**EXERCISE AIM**
Gather all lines in the records below that include the word "point".
== Segment start ==
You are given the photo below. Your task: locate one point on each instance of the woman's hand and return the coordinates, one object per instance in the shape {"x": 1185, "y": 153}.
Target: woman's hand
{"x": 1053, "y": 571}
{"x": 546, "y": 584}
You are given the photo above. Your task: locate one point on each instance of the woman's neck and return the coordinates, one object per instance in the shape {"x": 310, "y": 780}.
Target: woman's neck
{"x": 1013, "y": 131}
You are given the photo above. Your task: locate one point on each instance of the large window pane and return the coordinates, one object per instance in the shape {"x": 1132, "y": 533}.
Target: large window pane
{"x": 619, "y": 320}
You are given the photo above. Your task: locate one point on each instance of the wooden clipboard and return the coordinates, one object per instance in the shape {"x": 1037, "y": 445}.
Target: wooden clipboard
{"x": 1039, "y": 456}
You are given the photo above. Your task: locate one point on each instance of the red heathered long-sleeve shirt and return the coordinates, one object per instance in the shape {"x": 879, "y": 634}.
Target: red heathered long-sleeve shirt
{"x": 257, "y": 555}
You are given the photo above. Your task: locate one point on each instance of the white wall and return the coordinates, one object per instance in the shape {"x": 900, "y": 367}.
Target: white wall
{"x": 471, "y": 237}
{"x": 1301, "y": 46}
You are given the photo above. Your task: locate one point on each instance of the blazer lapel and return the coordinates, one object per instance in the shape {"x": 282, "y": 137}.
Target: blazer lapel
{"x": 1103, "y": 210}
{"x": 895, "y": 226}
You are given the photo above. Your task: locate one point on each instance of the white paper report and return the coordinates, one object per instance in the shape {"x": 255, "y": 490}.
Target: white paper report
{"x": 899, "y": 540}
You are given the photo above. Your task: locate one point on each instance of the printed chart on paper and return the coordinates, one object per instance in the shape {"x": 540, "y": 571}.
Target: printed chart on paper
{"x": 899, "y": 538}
== Segment end ==
**FINISHED TASK**
You are given the photo below. Your task: locate one point on each instance of the woman's hand and return the coordinates, one object per instance in the shape {"x": 1185, "y": 153}.
You are given the photo above. Your task: locate one point on each instance of the woman's neck and return the coordinates, one object per instance in the shape {"x": 310, "y": 780}.
You are given the photo above. Your task: locate one point on each instance of the large window pane and return the coordinates, one object per instance in the shape {"x": 1132, "y": 533}.
You are given the photo above. Your task: locate one point on each instance of the wooden clipboard and return the coordinates, one object per instance in the shape {"x": 1037, "y": 445}.
You are given the photo above. Your task: locate one point on each instance of the red heathered long-sleeve shirt and return the coordinates, one object per instance in the shape {"x": 879, "y": 634}.
You are given the photo above. Your task: locate one point on each instance of the white wall and return the coordinates, one object per instance in the shape {"x": 900, "y": 367}.
You are given the photo above. Your task: locate one point on each instance of the blazer lapel and return the coordinates, one object per instance in the shape {"x": 282, "y": 137}.
You are given the photo above. Your task: locate one point on each instance of the white paper report and return the coordinates, one object per instance in the shape {"x": 255, "y": 490}.
You are given the photo above. Your task: locate one point on each instance of the printed chart on paper and return the coordinates, one object per instance in the shape {"x": 540, "y": 571}.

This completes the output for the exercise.